# Action item
Print each entry word for word.

[[ Exercise inputs open ]]

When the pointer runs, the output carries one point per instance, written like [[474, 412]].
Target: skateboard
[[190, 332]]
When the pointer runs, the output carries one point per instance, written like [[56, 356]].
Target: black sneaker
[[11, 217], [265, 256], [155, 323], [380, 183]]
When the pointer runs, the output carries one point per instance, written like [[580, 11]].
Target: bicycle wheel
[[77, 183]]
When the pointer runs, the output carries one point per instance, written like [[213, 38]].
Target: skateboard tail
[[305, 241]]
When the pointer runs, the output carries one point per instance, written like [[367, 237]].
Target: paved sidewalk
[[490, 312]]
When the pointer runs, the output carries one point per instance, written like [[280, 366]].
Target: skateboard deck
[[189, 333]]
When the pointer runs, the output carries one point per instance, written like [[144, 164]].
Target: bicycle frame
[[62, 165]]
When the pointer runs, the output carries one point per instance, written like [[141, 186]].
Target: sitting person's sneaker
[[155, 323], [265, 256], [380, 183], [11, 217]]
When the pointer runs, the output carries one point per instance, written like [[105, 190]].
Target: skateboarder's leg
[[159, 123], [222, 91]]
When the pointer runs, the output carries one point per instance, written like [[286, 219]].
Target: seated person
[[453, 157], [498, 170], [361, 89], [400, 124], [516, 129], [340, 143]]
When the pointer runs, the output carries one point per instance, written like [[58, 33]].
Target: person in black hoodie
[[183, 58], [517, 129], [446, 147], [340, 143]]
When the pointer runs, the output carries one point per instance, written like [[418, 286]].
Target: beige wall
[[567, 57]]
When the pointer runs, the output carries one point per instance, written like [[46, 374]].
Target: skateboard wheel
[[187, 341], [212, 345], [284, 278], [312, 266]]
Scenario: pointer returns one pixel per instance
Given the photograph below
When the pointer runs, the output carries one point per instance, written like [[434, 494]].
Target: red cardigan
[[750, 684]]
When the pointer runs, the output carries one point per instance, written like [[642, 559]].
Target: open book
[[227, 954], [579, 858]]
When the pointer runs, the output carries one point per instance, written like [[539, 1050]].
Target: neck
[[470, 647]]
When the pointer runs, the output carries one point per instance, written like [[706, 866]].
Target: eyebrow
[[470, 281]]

[[ Exercise inputs closed ]]

# Response to this task
When the pointer runs, the output carries one point per instance, written like [[474, 412]].
Target: skateboard
[[190, 332]]
When the pointer runs, the output carries one point per instance, written like [[56, 356]].
Target: black sneaker
[[11, 217], [265, 256], [155, 323], [380, 183]]
When the pointer runs, the output carries one point per instance, written like [[580, 11]].
Target: bicycle wheel
[[77, 183]]
When the pointer runs, the output carries one point per instance, written like [[213, 38]].
Target: skateboard tail
[[305, 241]]
When the pointer runs, the output carries one point per instance, written like [[367, 237]].
Target: paved sidewalk
[[490, 312]]
When the pointer runs, the output carries one point per instance, written like [[280, 366]].
Target: skateboard deck
[[189, 333]]
When the pointer runs, the output carries one point per instance, written like [[144, 164]].
Target: bicycle frame
[[62, 165]]
When the pointer runs, the output carries one point per instance, written like [[141, 186]].
Target: sitting person's sneaker
[[155, 323], [265, 256], [380, 183], [11, 217]]
When the pointer runs, the output carries one point per instance, written like [[105, 190]].
Target: skateboarder's leg
[[159, 123], [222, 91]]
When the pointer runs, the output carries one point per instance, written like [[286, 219]].
Target: seated person
[[453, 157], [498, 170], [361, 89], [400, 124], [516, 129], [340, 143]]
When the pointer runs, the output carries one point per instance, written like [[58, 33]].
Target: person in black hoodie
[[183, 58], [517, 129], [446, 147], [340, 143]]
When the pointer runs, the output carries one point per instance, written like [[418, 286]].
Target: beige wall
[[567, 57]]
When the pointer runs, the output carries one point per instance, written like [[46, 374]].
Target: skateboard wheel
[[187, 341], [212, 345], [284, 278], [312, 266]]
Scenario: pointer returns one pixel per instance
Given the photograph below
When the pointer runs, the output carries one point per instance, written like [[434, 494]].
Target: red cardigan
[[750, 684]]
When the pointer runs, the output carries one point per instance, written like [[642, 559]].
Target: open book
[[227, 954], [579, 858]]
When the pointer runs, the output carries one point per instance, written like [[539, 1050]].
Target: neck
[[470, 647]]
When the pointer runs, the output carries one point per instance, written like [[706, 866]].
Target: eyebrow
[[470, 281]]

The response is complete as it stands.